** Start of DOCUMENT EXCERPT **

K. Hess | Tukwila, WA United States | 07/29/2004
(4 out of 5 stars)
"I didn't give this album five stars for one reason - it's Therion. Had any other band been responsible for this double album, I'd not only have issued five stars, I'd have hailed it as the second coming of Christ.
But this is Therion we're talking about.
Therion.
If the name alone doesn't explain everything, I'll give you a quick background. Until about 1995, Therion was mainly an experimental death metal group, with their 'experimentation' being the sort of minor technical differences that serious metal-heads hail as 'pure genius' as opposed to 'derivative drek'. Flip of a chord here, bass riff where you don't expect it, etc. There was work on a Russian movie soundtrack, certainly, but nothing spectacular. But unlike other bands who toil away at their particular brand of experimentation for years until they decide to return to the same formula they started with in an effort to touch bases with their junked-out former fans who outgrew them years ago, Therion hit on something.

** End of DOCUMENT EXCERPT **
** Start of EXCERPTED RECORDS **

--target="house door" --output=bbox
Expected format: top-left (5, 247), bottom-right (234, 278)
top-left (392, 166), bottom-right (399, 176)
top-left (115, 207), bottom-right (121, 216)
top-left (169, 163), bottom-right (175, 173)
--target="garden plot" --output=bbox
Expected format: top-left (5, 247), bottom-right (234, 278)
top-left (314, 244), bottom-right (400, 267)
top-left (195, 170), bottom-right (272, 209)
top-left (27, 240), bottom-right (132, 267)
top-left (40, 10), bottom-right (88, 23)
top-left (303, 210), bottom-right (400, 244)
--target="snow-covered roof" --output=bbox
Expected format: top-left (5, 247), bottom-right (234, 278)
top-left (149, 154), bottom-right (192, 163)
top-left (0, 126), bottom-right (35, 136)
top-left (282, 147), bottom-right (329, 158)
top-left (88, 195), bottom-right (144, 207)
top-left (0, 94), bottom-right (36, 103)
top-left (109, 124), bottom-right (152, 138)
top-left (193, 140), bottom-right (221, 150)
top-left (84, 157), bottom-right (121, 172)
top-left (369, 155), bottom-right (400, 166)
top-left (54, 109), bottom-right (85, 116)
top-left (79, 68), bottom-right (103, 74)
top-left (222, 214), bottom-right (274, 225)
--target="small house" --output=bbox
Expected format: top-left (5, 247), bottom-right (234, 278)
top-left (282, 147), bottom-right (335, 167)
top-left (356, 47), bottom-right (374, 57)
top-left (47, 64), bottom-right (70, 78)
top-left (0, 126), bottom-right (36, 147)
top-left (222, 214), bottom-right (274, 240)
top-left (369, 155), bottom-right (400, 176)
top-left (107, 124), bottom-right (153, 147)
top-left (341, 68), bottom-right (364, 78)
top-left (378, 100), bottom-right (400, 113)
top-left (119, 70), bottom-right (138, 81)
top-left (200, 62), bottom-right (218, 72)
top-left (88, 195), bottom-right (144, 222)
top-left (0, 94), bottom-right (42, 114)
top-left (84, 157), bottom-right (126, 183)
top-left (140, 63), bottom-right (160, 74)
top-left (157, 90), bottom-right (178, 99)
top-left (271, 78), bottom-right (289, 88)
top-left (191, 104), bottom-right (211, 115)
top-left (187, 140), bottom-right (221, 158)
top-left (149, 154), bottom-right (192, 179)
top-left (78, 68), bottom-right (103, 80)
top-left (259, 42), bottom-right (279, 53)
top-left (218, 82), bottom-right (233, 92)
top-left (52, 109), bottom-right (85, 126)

** End of EXCERPTED RECORDS **

_WRITTEN INSTRUCTION_. Print everything in the Therion album review above from "K. Hess | Tukwila, WA" down to "we're talking about.", without changes.

_RESULT OF THE EXERCISE_.
K. Hess | Tukwila, WA United States | 07/29/2004
(4 out of 5 stars)
"I didn't give this album five stars for one reason - it's Therion. Had any other band been responsible for this double album, I'd not only have issued five stars, I'd have hailed it as the second coming of Christ.
But this is Therion we're talking about.